- **JOB**:
Identify every line in the data below that contains the string "blurred", matching case exactly, and copy each of those lines.

- **AVAILABLE RECORDS**:
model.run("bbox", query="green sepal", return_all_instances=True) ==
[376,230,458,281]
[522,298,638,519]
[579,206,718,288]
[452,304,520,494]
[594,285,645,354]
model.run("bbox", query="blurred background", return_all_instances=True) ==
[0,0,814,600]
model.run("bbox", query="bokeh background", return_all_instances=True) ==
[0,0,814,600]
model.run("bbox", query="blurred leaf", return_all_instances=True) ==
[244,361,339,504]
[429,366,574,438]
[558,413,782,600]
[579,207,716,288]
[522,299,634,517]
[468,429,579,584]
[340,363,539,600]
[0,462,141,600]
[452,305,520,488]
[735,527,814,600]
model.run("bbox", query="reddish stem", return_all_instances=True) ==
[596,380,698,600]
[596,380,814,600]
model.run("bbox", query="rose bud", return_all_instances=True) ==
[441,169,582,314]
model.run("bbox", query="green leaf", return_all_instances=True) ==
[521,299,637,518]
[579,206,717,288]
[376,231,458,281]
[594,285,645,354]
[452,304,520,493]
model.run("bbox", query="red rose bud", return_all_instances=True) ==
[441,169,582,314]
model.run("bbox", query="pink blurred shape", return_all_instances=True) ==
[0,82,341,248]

- **SOLUTION FOR THIS TASK**:
model.run("bbox", query="blurred background", return_all_instances=True) ==
model.run("bbox", query="blurred leaf", return_all_instances=True) ==
model.run("bbox", query="pink blurred shape", return_all_instances=True) ==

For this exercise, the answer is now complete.